= Task goal =
When you print the records, keep every line identical to the original.

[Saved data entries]
+ + +
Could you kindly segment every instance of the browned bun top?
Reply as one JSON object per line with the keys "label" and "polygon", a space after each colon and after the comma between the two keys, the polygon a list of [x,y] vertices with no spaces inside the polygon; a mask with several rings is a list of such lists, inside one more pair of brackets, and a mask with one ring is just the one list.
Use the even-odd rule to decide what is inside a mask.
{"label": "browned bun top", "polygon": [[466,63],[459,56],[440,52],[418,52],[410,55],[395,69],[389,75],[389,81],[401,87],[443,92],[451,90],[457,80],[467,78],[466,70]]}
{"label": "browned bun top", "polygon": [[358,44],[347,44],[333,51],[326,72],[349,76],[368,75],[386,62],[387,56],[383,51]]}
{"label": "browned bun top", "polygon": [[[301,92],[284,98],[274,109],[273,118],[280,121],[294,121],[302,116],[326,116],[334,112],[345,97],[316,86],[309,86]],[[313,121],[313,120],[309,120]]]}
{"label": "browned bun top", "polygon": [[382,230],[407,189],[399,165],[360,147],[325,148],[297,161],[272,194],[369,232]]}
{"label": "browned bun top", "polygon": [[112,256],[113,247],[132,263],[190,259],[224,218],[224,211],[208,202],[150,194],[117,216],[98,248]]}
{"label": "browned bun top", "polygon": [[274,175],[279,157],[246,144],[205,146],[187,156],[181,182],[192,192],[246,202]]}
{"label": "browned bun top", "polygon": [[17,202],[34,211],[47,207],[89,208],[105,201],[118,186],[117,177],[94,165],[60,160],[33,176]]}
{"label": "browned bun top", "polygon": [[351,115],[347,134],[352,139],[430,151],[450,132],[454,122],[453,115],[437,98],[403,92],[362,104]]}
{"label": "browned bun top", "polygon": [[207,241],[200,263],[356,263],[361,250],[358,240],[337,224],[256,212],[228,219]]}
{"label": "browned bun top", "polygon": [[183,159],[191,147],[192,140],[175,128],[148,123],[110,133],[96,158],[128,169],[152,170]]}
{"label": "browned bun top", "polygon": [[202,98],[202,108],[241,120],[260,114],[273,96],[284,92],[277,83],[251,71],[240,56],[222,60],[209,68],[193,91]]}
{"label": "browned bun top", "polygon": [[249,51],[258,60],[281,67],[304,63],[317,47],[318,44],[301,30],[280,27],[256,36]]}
+ + +
= Answer box =
Could you kindly segment every instance of the browned bun top?
Reply as one JSON object per line with the keys "label" and "polygon", a space after each colon and after the comma between the two keys, the polygon a list of [x,y] vertices with no spaces inside the polygon; a mask with several rings is a list of such lists, inside one more pair of brackets, and a mask with one ring is just the one list.
Use the even-odd rule to decide what is inside a mask.
{"label": "browned bun top", "polygon": [[466,63],[459,56],[440,52],[418,52],[410,55],[395,69],[389,75],[389,81],[401,87],[443,92],[451,90],[457,80],[467,78],[466,70]]}
{"label": "browned bun top", "polygon": [[358,44],[347,44],[333,51],[326,72],[349,76],[368,75],[386,62],[387,56],[383,51]]}
{"label": "browned bun top", "polygon": [[[301,92],[284,98],[274,109],[273,118],[280,121],[294,121],[302,116],[326,116],[334,112],[345,97],[316,86],[309,86]],[[313,121],[313,120],[309,120]]]}
{"label": "browned bun top", "polygon": [[382,230],[407,189],[399,165],[360,147],[325,148],[297,161],[272,194],[369,232]]}
{"label": "browned bun top", "polygon": [[112,256],[113,247],[132,263],[190,259],[224,218],[224,211],[208,202],[150,194],[117,216],[98,248]]}
{"label": "browned bun top", "polygon": [[274,175],[279,157],[246,144],[205,146],[187,156],[181,182],[192,192],[246,202]]}
{"label": "browned bun top", "polygon": [[17,202],[34,211],[47,207],[89,208],[105,201],[118,186],[117,177],[94,165],[60,160],[33,176]]}
{"label": "browned bun top", "polygon": [[351,115],[347,134],[352,139],[430,151],[450,132],[454,122],[453,115],[437,98],[403,92],[362,104]]}
{"label": "browned bun top", "polygon": [[207,241],[200,263],[356,263],[361,250],[358,240],[337,224],[256,212],[228,219]]}
{"label": "browned bun top", "polygon": [[183,159],[191,147],[192,140],[175,128],[148,123],[110,133],[96,158],[128,169],[152,170]]}
{"label": "browned bun top", "polygon": [[202,98],[202,108],[241,120],[260,114],[273,96],[284,92],[277,83],[251,71],[240,56],[222,60],[209,68],[193,91]]}
{"label": "browned bun top", "polygon": [[249,51],[258,60],[281,67],[304,63],[317,47],[318,44],[301,30],[280,27],[256,36]]}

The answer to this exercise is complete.